## Work item
From the blog post about teaching below, copy word for word the passage that starts with the words containing "When we were" and ends with "any objective reality.".
:: Source extract
Things are violin bodies
Part of a conversation in a separate blog with two colleagues, Mary and CeCe
1.
When we were having dinner the other night, CeCe described how she felt when teaching some students who didn’t seem, or who clearly weren’t, touched in the slightest by what she was teaching.
I remember those times. I remember writing to my university friend Robert Dessaix about this dreadful feeling. He was a Christian Scientist at the time (he is no longer, as you can tell from his books), and he would write back such long and wonderful letters trying to get me to see what was going on in my classroom through a completely different lens, where my experience of what was happening (and especially with certain ‘unreachable’ students) was more to do with the nature of my perception than with any objective reality.
I was never convinced by the Christian Science version of this. But there was something about the idea that the key was to be found in my perception, rather than in what that perception was ‘seeing’, that resonated.
When I am in the grip of a rational frame of mind (a mind which sees itself as separate from what it perceives, a mind which imagines it is standing back and perceiving an objective reality being played out in front of it), I have moments of classroom triumph and moments of humiliating powerlessness.
2.
::::
:: Data to examine
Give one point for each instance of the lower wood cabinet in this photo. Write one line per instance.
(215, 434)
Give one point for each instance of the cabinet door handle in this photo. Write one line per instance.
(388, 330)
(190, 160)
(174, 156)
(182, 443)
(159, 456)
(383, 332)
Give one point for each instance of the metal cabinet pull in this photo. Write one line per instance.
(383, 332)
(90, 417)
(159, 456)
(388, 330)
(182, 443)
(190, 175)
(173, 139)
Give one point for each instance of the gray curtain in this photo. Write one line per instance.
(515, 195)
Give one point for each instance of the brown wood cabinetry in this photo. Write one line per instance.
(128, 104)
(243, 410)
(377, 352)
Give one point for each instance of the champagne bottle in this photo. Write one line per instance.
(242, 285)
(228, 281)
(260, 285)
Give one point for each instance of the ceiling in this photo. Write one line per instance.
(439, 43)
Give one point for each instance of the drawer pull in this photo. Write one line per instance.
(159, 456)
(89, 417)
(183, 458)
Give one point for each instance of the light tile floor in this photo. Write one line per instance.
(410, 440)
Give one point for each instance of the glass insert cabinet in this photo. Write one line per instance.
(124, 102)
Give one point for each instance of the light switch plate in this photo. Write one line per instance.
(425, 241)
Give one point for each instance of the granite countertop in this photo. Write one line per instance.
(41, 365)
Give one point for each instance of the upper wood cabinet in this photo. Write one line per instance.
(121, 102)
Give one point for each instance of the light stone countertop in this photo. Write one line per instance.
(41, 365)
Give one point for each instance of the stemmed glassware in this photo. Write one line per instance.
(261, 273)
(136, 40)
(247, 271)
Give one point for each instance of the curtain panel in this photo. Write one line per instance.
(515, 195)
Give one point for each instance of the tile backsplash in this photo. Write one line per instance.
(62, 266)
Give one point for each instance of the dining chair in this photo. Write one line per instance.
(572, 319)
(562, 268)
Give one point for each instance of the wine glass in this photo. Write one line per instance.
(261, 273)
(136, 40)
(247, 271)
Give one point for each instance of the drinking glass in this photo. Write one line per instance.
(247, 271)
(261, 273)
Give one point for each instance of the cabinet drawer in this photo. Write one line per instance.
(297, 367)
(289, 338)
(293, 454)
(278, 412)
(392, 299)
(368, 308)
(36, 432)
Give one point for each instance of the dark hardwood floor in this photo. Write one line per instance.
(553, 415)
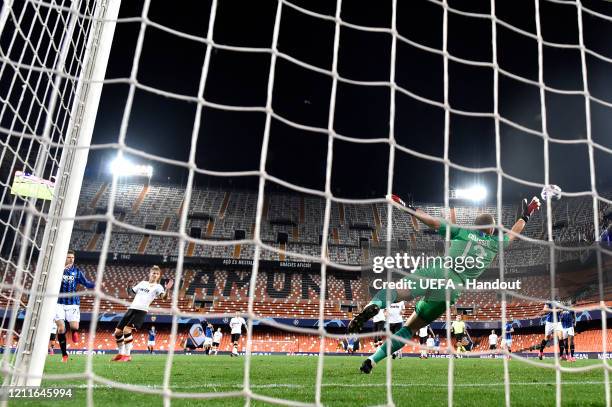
::::
## Response to the task
When we were having dinner the other night, CeCe described how she felt when teaching some students who didn’t seem, or who clearly weren’t, touched in the slightest by what she was teaching.
I remember those times. I remember writing to my university friend Robert Dessaix about this dreadful feeling. He was a Christian Scientist at the time (he is no longer, as you can tell from his books), and he would write back such long and wonderful letters trying to get me to see what was going on in my classroom through a completely different lens, where my experience of what was happening (and especially with certain ‘unreachable’ students) was more to do with the nature of my perception than with any objective reality.